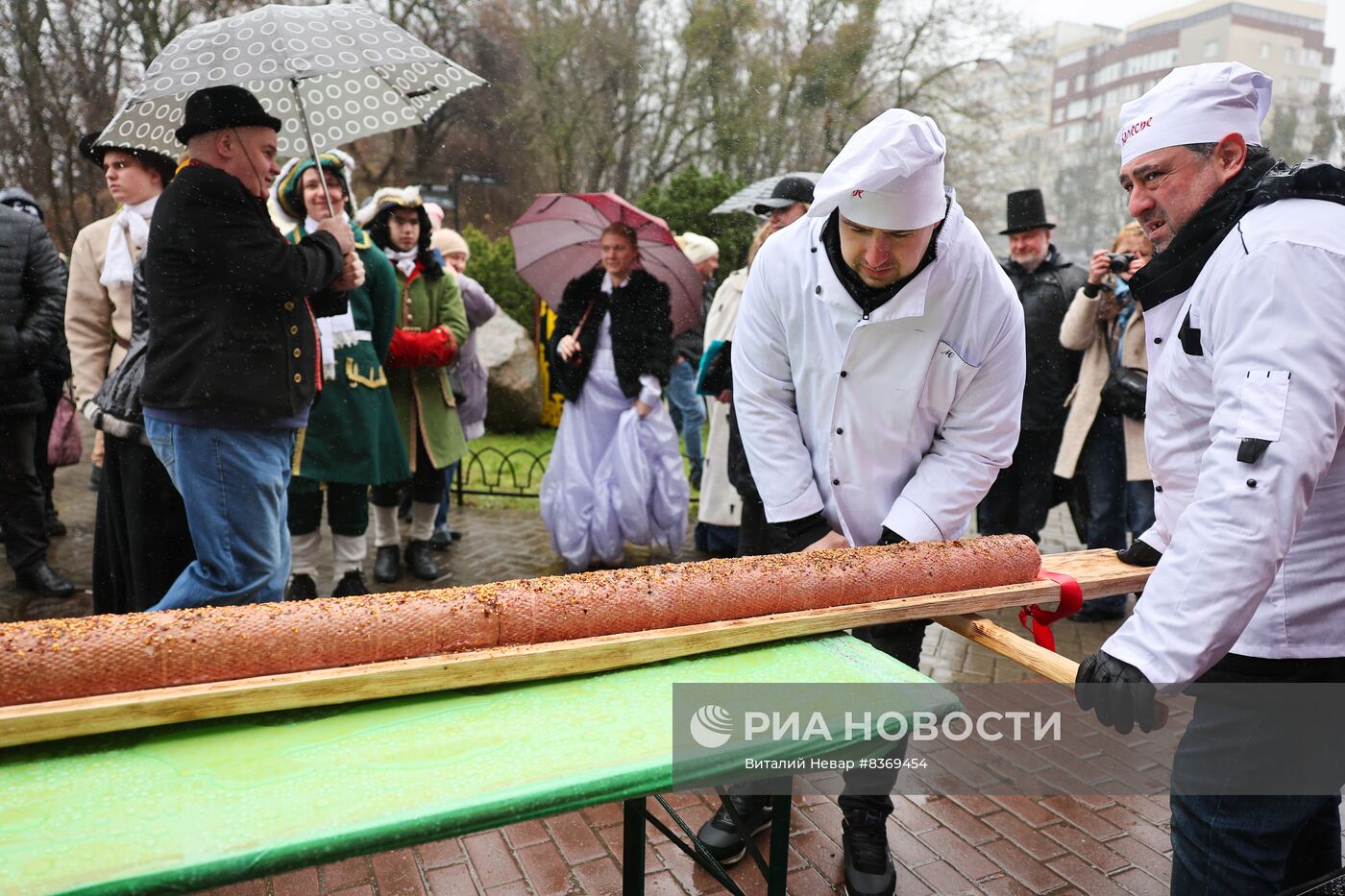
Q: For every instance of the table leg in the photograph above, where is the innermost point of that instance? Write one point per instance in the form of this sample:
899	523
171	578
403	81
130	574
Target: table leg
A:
777	873
632	848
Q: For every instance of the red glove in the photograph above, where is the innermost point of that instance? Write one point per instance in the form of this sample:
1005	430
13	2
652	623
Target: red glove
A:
432	349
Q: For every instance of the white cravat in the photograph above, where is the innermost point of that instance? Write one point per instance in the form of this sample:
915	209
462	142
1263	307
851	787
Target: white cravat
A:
118	268
335	331
405	261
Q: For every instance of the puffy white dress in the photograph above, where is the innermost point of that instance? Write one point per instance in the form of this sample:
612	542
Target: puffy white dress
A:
614	476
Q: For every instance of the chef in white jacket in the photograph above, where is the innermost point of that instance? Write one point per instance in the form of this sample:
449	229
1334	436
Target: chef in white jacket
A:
1243	305
878	368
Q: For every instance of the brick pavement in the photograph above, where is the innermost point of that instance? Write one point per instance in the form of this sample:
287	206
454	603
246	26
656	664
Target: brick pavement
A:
1001	845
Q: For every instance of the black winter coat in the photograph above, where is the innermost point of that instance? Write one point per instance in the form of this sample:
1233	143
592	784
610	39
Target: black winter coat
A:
642	331
1052	369
229	328
33	309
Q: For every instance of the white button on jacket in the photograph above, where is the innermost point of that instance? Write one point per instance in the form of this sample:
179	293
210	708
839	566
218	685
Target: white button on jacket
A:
1251	547
898	420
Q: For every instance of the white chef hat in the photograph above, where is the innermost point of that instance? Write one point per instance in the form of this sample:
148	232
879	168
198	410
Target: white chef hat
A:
1196	104
697	248
890	175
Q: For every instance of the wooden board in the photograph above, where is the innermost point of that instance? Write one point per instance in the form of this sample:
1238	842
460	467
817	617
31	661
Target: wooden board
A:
1098	572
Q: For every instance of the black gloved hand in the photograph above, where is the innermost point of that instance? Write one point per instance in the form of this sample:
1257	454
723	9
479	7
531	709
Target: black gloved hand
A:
891	537
1119	693
1139	554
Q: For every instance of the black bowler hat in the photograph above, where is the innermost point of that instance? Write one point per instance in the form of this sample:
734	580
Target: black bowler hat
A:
787	191
224	107
94	151
1026	211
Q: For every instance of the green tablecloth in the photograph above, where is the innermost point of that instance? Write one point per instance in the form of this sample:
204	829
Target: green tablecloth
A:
202	804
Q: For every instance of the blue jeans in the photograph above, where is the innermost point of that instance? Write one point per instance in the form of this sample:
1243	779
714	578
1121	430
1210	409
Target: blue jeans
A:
232	485
688	409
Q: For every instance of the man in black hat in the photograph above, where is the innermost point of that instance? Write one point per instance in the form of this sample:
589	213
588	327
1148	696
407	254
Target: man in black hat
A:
1021	496
790	198
232	363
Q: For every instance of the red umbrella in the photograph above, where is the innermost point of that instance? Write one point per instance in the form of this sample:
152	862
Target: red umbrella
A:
558	238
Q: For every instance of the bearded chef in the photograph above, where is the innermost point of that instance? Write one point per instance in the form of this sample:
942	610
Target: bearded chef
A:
878	368
1246	408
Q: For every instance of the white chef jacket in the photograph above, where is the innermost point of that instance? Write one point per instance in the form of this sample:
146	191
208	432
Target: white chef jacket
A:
897	419
1251	550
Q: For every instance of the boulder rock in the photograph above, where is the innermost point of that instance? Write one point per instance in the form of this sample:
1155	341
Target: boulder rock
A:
514	389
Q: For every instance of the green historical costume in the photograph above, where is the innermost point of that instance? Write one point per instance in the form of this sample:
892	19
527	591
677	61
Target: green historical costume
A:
352	440
427	412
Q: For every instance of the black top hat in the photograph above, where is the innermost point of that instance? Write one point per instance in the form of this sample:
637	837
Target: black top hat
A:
94	151
1026	211
787	191
224	107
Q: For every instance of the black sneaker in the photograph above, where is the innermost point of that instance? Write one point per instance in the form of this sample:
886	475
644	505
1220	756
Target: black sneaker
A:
352	586
868	862
387	564
302	588
721	837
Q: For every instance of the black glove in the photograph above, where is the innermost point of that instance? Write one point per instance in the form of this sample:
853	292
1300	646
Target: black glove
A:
1119	693
1139	554
891	537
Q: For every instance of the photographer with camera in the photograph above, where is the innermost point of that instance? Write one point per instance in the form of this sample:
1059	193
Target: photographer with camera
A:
1105	432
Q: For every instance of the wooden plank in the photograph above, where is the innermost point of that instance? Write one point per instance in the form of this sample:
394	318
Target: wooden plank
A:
1098	572
1026	653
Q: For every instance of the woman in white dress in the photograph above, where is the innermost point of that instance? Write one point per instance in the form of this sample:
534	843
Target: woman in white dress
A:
615	472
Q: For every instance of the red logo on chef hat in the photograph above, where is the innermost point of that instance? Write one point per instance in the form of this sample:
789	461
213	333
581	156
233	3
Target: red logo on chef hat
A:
1136	128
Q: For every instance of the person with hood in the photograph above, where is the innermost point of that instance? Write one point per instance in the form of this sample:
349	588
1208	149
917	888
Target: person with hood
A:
352	440
232	362
877	378
615	472
1246	439
33	294
430	323
53	375
1046	282
141	540
468	375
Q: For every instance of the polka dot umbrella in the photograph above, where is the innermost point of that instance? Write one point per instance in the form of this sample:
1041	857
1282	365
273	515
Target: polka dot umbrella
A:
331	74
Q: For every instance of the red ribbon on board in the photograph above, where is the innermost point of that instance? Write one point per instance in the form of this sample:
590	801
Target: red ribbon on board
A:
1071	599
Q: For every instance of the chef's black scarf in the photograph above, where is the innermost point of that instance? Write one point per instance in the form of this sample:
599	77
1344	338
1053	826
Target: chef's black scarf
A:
871	298
1174	269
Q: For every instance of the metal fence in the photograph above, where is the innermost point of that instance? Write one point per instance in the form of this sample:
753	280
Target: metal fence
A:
514	473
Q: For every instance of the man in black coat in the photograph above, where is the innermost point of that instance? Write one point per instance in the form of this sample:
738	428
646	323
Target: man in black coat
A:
33	303
232	362
1021	496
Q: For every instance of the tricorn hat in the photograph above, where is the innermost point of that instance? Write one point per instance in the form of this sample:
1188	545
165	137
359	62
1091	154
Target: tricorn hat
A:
1026	211
224	107
787	191
94	151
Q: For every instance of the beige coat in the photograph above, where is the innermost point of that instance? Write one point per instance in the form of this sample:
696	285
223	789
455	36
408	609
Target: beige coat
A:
1082	331
97	319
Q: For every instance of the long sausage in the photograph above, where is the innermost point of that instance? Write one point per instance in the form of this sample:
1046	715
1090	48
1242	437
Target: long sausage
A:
62	658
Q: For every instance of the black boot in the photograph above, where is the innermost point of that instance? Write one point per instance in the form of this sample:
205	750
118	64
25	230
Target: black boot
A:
868	861
420	561
302	588
352	584
721	835
43	579
386	566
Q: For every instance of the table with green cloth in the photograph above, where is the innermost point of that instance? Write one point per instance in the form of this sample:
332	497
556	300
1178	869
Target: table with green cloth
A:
211	802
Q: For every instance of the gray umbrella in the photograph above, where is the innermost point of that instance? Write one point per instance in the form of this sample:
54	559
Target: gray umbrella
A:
331	74
748	197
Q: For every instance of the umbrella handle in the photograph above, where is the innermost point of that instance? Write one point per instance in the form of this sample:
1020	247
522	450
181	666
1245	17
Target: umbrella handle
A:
312	147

**Task prompt:** Put every line of the items above into a Markdown table with two columns, Row for the line number and Entry for the line itself, and skip any blank lines. Leave the pictures out.

**Full solution:**
| Row | Entry |
|---|---|
| 1 | Q: For every instance of the table leg in the photograph above, where is the innermost point of that instance? Write one point per instance in the form of this sample: |
| 2 | 899	523 |
| 3 | 171	578 |
| 4 | 403	81 |
| 5 | 130	574 |
| 6 | Target: table leg |
| 7 | A: |
| 8 | 777	873 |
| 9 | 632	848 |
| 10 | Q: For every instance of the red glove in the photograph above, where is the innermost point of that instance? Write one point per instance in the form of this sample: |
| 11 | 1005	430 |
| 12 | 13	2 |
| 13 | 652	623 |
| 14 | Target: red glove |
| 15 | A: |
| 16 | 432	349 |
| 17 | Q: For every instance of the white cravat in the photograph above, where is the innermost point of that instance? Write one point per instance in the form of this sample: |
| 18 | 915	209 |
| 19 | 462	142 |
| 20 | 1263	307 |
| 21 | 851	787 |
| 22 | Target: white cravat |
| 23 | A: |
| 24 | 118	268 |
| 25 | 335	331 |
| 26 | 405	261 |
| 27 | Q: For every instance of the puffy white dress in the photograph above, where is the innermost point of that instance? Write one point per instance in the form of this sample: |
| 28 | 612	542 |
| 29 | Target: puffy white dress |
| 30 | A: |
| 31 | 614	476 |
| 32 | Q: For every instance of the chef in white jacket in the photograph above, where is the innermost point of that instance? Write one point per instance in the form of this sample: |
| 33 | 449	229 |
| 34 | 1334	436 |
| 35 | Target: chef in white jacket |
| 36 | A: |
| 37 | 1243	305 |
| 38 | 878	368 |
| 39 | Q: For every instance of the brick pavement in the photograph above, where is the innermost point of that instance? Write one point per instance in the form of this sample: |
| 40 | 287	206 |
| 41 | 454	603 |
| 42 | 246	26 |
| 43 | 656	664 |
| 44 | Target: brick pavement |
| 45 | A: |
| 46 | 1001	845 |
| 47 | Q: For every instance of the black winter coat in the photograph above, where is the innermost point of that instance? Write one point per instance in the form of this sample: |
| 48 | 1233	143 |
| 49 | 592	784 |
| 50 | 610	39 |
| 51 | Target: black winter coat |
| 52 | A: |
| 53 | 642	331 |
| 54 | 1052	369 |
| 55 | 229	328 |
| 56 | 33	309 |
| 57 | Q: For every instance of the white button on jacket in the photograph above, where is the innermost point of that instance? Write one point per instance in the form of this sample: |
| 58 | 179	293 |
| 59 | 210	708 |
| 60 | 839	566 |
| 61 | 218	685 |
| 62 | Target: white button on jacket |
| 63 | A: |
| 64 | 1251	547 |
| 65 | 898	420 |
| 66 | Q: For every instance of the white chef hat in the photograph above, where is the innermost point of that instance? Write one point per instance in the form of this sample: |
| 67 | 148	232 |
| 68 | 879	168 |
| 69 | 198	410 |
| 70 | Target: white chef hat |
| 71 | A: |
| 72 | 1196	104 |
| 73 | 697	248 |
| 74 | 890	175 |
| 75 | Q: For every instance of the wooden board in the photograph above, where is the innermost point of that instance? Write one point per instance in the form of this sample: |
| 76 | 1238	842 |
| 77 | 460	467 |
| 78 | 817	617 |
| 79 | 31	661 |
| 80 | Target: wooden board |
| 81 | A: |
| 82 | 1098	572 |
| 83 | Q: For every instance of the black gloved hand in the photograph above, where is the innermost point of that instance? Write one point per instance in the form of this sample: |
| 84 | 1257	454 |
| 85 | 723	9 |
| 86 | 479	7 |
| 87 | 531	709 |
| 88 | Target: black gloved hand |
| 89 | A: |
| 90 | 891	537 |
| 91 | 1119	693 |
| 92 | 1139	554 |
| 93 | Q: For every instance of the black bowler hat in the photograph above, where is the innermost point of that instance? Write one point per instance in the form of this sample: |
| 94 | 734	580 |
| 95 | Target: black bowler hat |
| 96 | A: |
| 97 | 787	191 |
| 98 | 224	107 |
| 99 | 94	151 |
| 100 | 1026	211 |
| 101 | Q: For every instance of the green tablecloth in the photograph above, where is the innermost point of that instance? Write one point per instance in the form of this sample: |
| 102 | 204	829 |
| 103 | Target: green tablecloth |
| 104 | A: |
| 105 | 202	804 |
| 106 | Q: For every instance of the blue jeans in the photograph above, where is the innermost point of that instance? Write one point per instance in the form of this sample: |
| 107 | 1243	779 |
| 108 | 714	578 |
| 109 | 1121	430 |
| 110 | 1210	409 |
| 111 | Target: blue jeans |
| 112 | A: |
| 113 | 232	485 |
| 114 | 688	409 |
| 115 | Q: For every instance of the man in black hat in the photograph above, where is the innermost point of that instance? Write one point per instance in the form of this sample: |
| 116 | 589	213 |
| 117 | 588	327 |
| 118 | 1148	696 |
| 119 | 407	254 |
| 120 | Target: man in black hat |
| 121 | A: |
| 122 | 1021	496 |
| 123 | 790	198 |
| 124 | 232	363 |
| 125 | Q: For every instance of the red umbrella in the photograph above, where is the innermost point of that instance? Write one point per instance in the form of this sample: |
| 126 | 152	862 |
| 127 | Target: red umbrella |
| 128 | A: |
| 129 | 558	238 |
| 130 | Q: For every instance of the bearded chef in the photograph above, where is the innermost point of that instance? Write one point per instance in the form of this sample: |
| 131 | 942	610 |
| 132 | Target: bearded chef |
| 133 | A: |
| 134 | 878	368 |
| 135 | 1246	408 |
| 136 | Q: For every instance of the white chef jacket in the photograph above, where is the innermost point of that instance? Write one point per instance in the form of this sample: |
| 137 | 146	191 |
| 138 | 208	432 |
| 139 | Target: white chef jacket |
| 140 | A: |
| 141 | 897	419 |
| 142 | 1251	550 |
| 143 | Q: For every instance of the boulder rock in the photograph above, where is the innermost point of that instance? Write one point per instance in the form of this sample: |
| 144 | 1155	341 |
| 145 | Target: boulder rock |
| 146 | A: |
| 147 | 514	389 |
| 148 | Q: For every instance of the green historical costume in the photograph above, where is the innermost point of that instance? Write one point per instance in the form of this sample: |
| 149 | 892	19 |
| 150 | 527	591 |
| 151 | 677	61 |
| 152 | Target: green historical costume |
| 153 | A: |
| 154 | 352	440 |
| 155 | 427	412 |
| 156 | Q: For every instance of the black top hat in the photograph above, where is the innermost point of that instance? Write one point per instance in the form of this sample: |
| 157 | 637	837 |
| 158 | Target: black top hat |
| 159 | A: |
| 160 | 94	151 |
| 161 | 1026	211 |
| 162 | 787	191 |
| 163 | 224	107 |
| 164 | Q: For every instance of the black sneaker in the photograph above, where is the innermost point of that instance? Write one point per instance in the form of this sample: |
| 165 | 886	475 |
| 166 | 644	505 |
| 167 | 1220	756 |
| 168 | Target: black sneaker |
| 169 | A: |
| 170 | 352	586 |
| 171 | 868	862 |
| 172 | 387	564 |
| 173 | 302	588 |
| 174 | 721	837 |
| 175 | Q: For every instance of the black glove in the photograph above, where is the innermost point of that instance? Write one point per instance in the form of this sample: |
| 176 | 853	292 |
| 177 | 1300	646 |
| 178 | Target: black glove |
| 179 | A: |
| 180 | 1119	693 |
| 181 | 1139	554 |
| 182 | 891	537 |
| 183 | Q: For every instance of the photographer with camera in the photograph above, where is the innermost point of that instance? Write one point per instance in the form of this sample: |
| 184 | 1059	193 |
| 185 | Target: photographer with camera |
| 186 | A: |
| 187 | 1105	432 |
| 188 | Q: For every instance of the wooden plank in the photograph above, where is the innermost point of that instance? Write one point per instance in the form of this sample: |
| 189 | 394	318 |
| 190 | Target: wooden plank |
| 191 | A: |
| 192 | 1098	572 |
| 193 | 1026	653 |
| 194 | Q: For every instance of the woman in white dress in the photograph above, where is the innermost point of that instance? Write one point per instance in the form of this sample: |
| 195 | 534	843 |
| 196 | Target: woman in white dress |
| 197 | A: |
| 198 | 615	472 |
| 199 | Q: For every instance of the red logo on chef hat in the photograph above, where is the innermost point of that instance? Write one point per instance in the form of this sample: |
| 200 | 789	461 |
| 201 | 213	333 |
| 202 | 581	156 |
| 203 | 233	3 |
| 204 | Target: red logo on chef hat |
| 205 | A: |
| 206 | 1136	128 |
| 207 | Q: For every instance of the person with hood in the photograph above, where is the innermost point of that instance? Write one point per instance in the form of this sample: |
| 208 | 349	588 |
| 209 | 1208	149 |
| 210 | 917	888 |
| 211 | Target: person with hood |
| 212 | A: |
| 213 | 352	440 |
| 214 | 232	362 |
| 215 | 877	378 |
| 216 | 615	472 |
| 217 | 1246	439 |
| 218 | 33	294 |
| 219 | 430	323 |
| 220 | 53	375 |
| 221 | 1046	282 |
| 222 | 141	540 |
| 223 | 468	375 |
| 224 | Q: For every instance of the polka dot umbrella in the photograph above, where is the innermost point of that instance? Write one point per instance in the form of this sample: |
| 225 | 1041	857 |
| 226 | 1282	365 |
| 227 | 273	515 |
| 228 | Target: polka dot umbrella |
| 229 | A: |
| 230 | 331	74 |
| 231 | Q: For every instance of the red ribbon on board in the photograph above, where is the innermost point of that instance? Write one point per instance in the form of this sample: |
| 232 | 590	801 |
| 233 | Target: red ribbon on board |
| 234 | A: |
| 235 | 1071	599 |
| 236 | Q: For every instance of the chef's black scarf in the photograph above, where is the innermost point of that instance? Write one point per instance in the form of this sample: |
| 237 | 599	77 |
| 238 | 1344	338 |
| 239 | 1053	826 |
| 240 | Target: chef's black scarf |
| 241 | A: |
| 242 | 871	298 |
| 243 | 1174	269 |
| 244 | Q: For every instance of the metal fence in the photograph above, where is the innermost point of that instance? Write one point per instance in the form of this sample: |
| 245 | 753	280 |
| 246 | Target: metal fence |
| 247 | A: |
| 248 | 514	473 |
| 249 | Q: For every instance of the man in black coat in the photograph above, where is the innermost point of that instance? Write one point per instance in the form of this sample: |
| 250 | 738	428 |
| 251 | 646	323 |
| 252 | Target: man in black coat |
| 253 | A: |
| 254 | 33	303 |
| 255 | 232	362 |
| 256 | 1021	496 |
| 257 | Q: For every instance of the tricorn hat in the photograph above, where is the innermost point of that instance? Write one point per instance in the form of this sample: |
| 258 | 1188	545 |
| 259 | 165	137 |
| 260 | 359	62 |
| 261 | 1091	154 |
| 262 | Target: tricorn hat |
| 263 | A: |
| 264 | 1026	211 |
| 265 | 224	107 |
| 266 | 787	191 |
| 267 | 94	151 |
| 268 | Q: For every instance of the beige coat in the photograph above, where is the innermost point of that instance? Write one point per instance in the form of this sample: |
| 269 | 696	285 |
| 270 | 223	789 |
| 271 | 455	36 |
| 272 | 408	609 |
| 273 | Target: beige coat |
| 274 | A: |
| 275 | 1082	331 |
| 276 | 97	319 |
| 277 | Q: For every instance of the long sausage in the photograph above, where is the innermost point of that instance? Write one point per instance in the form of this sample: |
| 278 | 1046	715 |
| 279 | 1090	48 |
| 280 | 1242	437 |
| 281 | Target: long sausage |
| 282 | A: |
| 283 | 62	658 |
| 284 | Q: For every instance of the black boot in the photograph above, where is the innermost point of that instance? Write one point per instance in the form of this sample: |
| 285 | 205	750 |
| 286 | 118	64 |
| 287 | 25	230 |
| 288 | Target: black boot |
| 289 | A: |
| 290 | 868	861 |
| 291 | 420	561 |
| 292 | 302	588 |
| 293 | 352	584 |
| 294 | 721	835 |
| 295 | 43	579 |
| 296 | 386	566 |
| 297 | Q: For every instance of the table with green cloth in the photograph above, where is the innermost point of that instance? Write one point per instance in the form of this sample: |
| 298 | 332	497 |
| 299 | 556	300 |
| 300 | 1178	869 |
| 301 | Target: table with green cloth |
| 302 | A: |
| 303 | 211	802 |
| 304 | Q: For every instance of the gray umbrella in the photograph above, where is the innermost point of that instance? Write one point per instance in the form of this sample: |
| 305 | 54	559 |
| 306 | Target: gray umbrella |
| 307 | A: |
| 308 | 331	74 |
| 309 | 748	197 |
| 310 | Q: For every instance of the umbrella handle in the photograph above, where is the innermost point of that instance? Write one point per instance in the form of this sample: |
| 311 | 1020	247 |
| 312 | 522	450 |
| 313 | 181	666 |
| 314 | 1245	17 |
| 315 | Target: umbrella handle |
| 316 | A: |
| 317 | 312	147 |